* _Aim of the exercise_: Look through the data below and extract, unchanged, the lines from the one that contains "<point>218,145</point>" to the one that contains "<point>80,88</point>", both included.

(Saved entries)
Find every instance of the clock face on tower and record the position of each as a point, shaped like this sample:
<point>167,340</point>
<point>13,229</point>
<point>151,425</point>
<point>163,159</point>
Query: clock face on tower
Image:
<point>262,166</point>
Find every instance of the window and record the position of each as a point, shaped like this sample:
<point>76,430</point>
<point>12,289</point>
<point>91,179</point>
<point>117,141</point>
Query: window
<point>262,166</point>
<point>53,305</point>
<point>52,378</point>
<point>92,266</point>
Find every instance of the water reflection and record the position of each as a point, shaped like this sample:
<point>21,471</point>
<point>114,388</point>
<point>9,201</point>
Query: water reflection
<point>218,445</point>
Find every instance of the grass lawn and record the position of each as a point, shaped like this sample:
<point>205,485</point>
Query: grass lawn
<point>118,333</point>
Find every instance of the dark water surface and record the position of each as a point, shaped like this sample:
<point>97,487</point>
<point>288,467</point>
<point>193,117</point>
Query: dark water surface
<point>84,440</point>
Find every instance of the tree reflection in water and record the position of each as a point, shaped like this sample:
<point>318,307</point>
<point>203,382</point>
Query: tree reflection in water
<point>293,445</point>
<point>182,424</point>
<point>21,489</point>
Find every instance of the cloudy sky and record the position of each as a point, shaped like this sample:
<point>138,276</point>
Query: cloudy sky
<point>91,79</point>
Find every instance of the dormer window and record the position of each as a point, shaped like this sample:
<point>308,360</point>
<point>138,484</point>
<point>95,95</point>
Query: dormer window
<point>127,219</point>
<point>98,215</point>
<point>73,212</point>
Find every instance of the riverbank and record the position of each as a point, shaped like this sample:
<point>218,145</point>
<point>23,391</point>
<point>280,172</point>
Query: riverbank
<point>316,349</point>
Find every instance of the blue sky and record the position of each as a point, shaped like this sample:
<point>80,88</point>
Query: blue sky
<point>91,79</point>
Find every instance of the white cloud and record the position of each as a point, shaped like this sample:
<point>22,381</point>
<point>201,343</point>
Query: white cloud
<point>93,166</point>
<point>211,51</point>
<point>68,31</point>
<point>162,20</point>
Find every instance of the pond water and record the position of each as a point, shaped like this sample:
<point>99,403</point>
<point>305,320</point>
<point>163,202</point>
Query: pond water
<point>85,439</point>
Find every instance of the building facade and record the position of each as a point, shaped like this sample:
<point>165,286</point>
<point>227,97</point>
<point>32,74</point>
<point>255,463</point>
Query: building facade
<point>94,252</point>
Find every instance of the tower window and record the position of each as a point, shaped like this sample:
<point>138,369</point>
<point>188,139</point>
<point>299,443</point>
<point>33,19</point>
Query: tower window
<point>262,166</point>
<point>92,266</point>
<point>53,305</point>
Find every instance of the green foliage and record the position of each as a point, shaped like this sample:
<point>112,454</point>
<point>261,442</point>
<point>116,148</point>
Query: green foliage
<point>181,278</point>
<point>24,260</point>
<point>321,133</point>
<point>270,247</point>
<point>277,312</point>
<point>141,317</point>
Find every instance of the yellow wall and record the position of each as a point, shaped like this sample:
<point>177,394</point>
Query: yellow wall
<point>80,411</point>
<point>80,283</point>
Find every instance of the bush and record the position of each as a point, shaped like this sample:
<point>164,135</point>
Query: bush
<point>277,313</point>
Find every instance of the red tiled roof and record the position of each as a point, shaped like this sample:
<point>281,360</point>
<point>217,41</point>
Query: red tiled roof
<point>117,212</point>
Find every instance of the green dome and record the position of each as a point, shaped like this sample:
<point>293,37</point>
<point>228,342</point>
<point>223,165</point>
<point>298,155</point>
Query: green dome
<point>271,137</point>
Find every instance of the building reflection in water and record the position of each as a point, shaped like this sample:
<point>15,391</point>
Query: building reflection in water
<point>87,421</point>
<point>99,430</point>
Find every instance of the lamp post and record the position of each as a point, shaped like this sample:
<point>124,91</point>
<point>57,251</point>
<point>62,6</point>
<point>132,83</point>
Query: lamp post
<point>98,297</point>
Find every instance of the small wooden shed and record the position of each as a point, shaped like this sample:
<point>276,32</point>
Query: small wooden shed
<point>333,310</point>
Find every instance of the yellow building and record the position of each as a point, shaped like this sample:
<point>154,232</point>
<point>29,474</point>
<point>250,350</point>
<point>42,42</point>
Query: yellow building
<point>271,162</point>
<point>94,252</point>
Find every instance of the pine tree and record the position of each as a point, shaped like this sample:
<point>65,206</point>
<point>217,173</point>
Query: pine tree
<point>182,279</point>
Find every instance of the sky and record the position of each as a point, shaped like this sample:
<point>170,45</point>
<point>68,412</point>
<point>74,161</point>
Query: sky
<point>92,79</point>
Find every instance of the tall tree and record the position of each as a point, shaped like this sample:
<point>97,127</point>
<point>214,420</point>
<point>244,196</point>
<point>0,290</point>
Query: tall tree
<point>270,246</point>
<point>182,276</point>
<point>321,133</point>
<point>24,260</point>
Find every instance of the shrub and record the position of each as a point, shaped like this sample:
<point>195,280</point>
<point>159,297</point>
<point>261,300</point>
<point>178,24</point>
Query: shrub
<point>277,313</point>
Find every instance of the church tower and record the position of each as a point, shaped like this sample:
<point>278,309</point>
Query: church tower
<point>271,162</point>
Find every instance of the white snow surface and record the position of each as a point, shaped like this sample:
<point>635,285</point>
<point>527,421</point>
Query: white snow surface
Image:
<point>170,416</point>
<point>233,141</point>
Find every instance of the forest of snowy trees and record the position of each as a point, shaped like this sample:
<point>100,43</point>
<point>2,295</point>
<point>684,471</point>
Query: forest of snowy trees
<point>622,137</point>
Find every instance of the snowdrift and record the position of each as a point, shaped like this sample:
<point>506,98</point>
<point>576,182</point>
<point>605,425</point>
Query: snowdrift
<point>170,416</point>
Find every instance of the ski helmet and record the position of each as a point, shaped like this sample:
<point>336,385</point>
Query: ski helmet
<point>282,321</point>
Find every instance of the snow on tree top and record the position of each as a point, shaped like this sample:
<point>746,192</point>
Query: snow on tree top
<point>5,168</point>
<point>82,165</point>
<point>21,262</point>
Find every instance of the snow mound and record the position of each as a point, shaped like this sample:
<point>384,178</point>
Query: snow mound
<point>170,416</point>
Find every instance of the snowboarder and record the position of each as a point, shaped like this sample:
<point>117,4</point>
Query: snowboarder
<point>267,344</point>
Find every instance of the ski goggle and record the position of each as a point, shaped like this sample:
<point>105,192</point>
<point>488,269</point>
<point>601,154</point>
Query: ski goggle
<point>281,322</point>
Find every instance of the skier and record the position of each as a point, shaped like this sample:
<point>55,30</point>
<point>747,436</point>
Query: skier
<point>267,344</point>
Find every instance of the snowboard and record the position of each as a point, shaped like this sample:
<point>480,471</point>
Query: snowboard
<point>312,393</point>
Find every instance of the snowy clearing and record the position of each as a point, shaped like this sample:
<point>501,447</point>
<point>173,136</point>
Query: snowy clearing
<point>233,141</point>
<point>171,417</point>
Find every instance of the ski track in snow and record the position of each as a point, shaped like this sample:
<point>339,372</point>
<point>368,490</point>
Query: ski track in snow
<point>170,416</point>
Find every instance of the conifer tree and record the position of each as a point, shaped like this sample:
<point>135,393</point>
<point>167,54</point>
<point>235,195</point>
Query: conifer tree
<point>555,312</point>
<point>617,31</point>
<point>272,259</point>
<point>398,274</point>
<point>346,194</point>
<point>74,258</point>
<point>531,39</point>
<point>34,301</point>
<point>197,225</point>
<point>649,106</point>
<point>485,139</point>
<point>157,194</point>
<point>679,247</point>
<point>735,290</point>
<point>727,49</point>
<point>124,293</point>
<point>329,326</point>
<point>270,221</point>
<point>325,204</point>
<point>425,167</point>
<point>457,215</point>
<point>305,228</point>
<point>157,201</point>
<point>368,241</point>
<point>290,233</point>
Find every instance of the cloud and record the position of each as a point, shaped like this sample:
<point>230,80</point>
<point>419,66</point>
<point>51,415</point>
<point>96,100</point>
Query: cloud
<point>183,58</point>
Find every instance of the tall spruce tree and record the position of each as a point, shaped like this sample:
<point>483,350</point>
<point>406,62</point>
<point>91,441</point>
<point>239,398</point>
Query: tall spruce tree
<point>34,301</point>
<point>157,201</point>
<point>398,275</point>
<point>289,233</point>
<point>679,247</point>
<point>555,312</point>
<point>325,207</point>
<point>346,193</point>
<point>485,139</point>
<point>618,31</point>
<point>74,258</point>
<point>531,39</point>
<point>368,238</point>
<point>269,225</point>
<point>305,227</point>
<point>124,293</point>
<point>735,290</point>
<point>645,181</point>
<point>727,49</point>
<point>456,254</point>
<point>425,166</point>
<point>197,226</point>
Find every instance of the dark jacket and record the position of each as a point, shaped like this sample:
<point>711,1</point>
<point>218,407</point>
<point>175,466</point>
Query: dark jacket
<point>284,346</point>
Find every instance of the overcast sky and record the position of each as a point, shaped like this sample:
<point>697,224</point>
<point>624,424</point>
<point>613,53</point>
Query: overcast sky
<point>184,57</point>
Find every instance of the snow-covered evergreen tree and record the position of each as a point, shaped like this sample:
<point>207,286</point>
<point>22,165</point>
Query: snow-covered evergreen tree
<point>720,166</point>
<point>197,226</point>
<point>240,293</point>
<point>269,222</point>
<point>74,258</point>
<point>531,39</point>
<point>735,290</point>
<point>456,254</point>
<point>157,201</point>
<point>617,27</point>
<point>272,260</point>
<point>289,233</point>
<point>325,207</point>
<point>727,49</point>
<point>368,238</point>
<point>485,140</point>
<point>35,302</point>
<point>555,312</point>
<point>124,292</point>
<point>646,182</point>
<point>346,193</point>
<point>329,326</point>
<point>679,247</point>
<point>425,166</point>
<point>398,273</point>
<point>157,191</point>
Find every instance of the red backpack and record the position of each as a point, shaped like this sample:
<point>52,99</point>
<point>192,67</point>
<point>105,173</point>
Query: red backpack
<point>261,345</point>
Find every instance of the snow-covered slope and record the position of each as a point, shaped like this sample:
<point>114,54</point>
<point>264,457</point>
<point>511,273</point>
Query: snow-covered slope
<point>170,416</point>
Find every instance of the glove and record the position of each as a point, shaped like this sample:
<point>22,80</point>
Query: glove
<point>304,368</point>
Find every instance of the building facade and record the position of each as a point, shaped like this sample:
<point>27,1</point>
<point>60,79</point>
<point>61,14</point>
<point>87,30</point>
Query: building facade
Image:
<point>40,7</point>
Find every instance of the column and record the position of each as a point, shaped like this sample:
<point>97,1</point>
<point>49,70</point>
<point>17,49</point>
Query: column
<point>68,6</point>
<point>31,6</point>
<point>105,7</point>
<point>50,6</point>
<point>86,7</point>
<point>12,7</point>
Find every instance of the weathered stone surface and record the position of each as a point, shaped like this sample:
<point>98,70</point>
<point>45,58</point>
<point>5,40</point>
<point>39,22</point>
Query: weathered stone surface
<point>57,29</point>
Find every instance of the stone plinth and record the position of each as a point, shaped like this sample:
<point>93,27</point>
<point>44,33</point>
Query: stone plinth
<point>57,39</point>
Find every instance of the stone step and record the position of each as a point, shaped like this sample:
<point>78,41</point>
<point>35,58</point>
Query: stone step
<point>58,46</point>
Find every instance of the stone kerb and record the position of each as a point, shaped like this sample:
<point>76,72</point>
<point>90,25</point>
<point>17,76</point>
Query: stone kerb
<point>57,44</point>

* _Task result_:
<point>218,145</point>
<point>23,391</point>
<point>280,172</point>
Query: riverbank
<point>316,349</point>
Find every instance of the blue sky and record the position of each as a point, shaped like this sample:
<point>80,88</point>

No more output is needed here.